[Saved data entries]
┄┄┄┄┄┄┄┄┄┄┄┄┄┄┄┄┄┄┄┄

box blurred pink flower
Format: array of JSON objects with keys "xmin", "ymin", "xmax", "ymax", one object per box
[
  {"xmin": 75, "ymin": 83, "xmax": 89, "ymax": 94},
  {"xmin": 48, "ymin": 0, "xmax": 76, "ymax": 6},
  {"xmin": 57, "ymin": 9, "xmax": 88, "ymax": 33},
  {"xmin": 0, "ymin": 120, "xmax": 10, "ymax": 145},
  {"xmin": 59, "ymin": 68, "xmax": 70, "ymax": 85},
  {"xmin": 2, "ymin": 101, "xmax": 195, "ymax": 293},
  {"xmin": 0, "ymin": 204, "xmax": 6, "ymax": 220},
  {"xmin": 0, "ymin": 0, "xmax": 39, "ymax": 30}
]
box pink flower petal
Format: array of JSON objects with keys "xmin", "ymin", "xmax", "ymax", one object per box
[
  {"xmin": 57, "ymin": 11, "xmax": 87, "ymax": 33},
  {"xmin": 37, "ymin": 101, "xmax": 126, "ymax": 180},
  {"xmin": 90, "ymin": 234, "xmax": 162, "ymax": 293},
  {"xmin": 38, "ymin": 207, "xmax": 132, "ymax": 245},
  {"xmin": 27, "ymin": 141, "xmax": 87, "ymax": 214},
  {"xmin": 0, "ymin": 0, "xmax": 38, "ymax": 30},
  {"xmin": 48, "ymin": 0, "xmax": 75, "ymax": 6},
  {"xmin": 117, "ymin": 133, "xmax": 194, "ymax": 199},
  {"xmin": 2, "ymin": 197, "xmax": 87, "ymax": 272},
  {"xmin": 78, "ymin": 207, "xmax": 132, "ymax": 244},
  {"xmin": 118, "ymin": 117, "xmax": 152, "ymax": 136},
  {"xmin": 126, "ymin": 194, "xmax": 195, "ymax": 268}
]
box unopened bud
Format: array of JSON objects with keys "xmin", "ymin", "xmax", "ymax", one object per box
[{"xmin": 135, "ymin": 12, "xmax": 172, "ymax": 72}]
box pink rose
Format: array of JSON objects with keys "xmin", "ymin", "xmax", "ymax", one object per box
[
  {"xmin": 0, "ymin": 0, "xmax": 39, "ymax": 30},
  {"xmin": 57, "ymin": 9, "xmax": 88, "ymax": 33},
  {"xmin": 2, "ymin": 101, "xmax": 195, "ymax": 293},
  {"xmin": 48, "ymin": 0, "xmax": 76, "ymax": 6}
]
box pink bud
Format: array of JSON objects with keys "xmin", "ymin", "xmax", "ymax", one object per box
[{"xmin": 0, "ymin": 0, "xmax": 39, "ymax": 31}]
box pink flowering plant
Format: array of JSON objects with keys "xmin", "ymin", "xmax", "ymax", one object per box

┄┄┄┄┄┄┄┄┄┄┄┄┄┄┄┄┄┄┄┄

* **Activity**: Only lines holding the word "pink" are wanted, so copy each of them from the records above.

* **Response area**:
box blurred pink flower
box pink flower petal
box pink rose
box pink bud
box pink flowering plant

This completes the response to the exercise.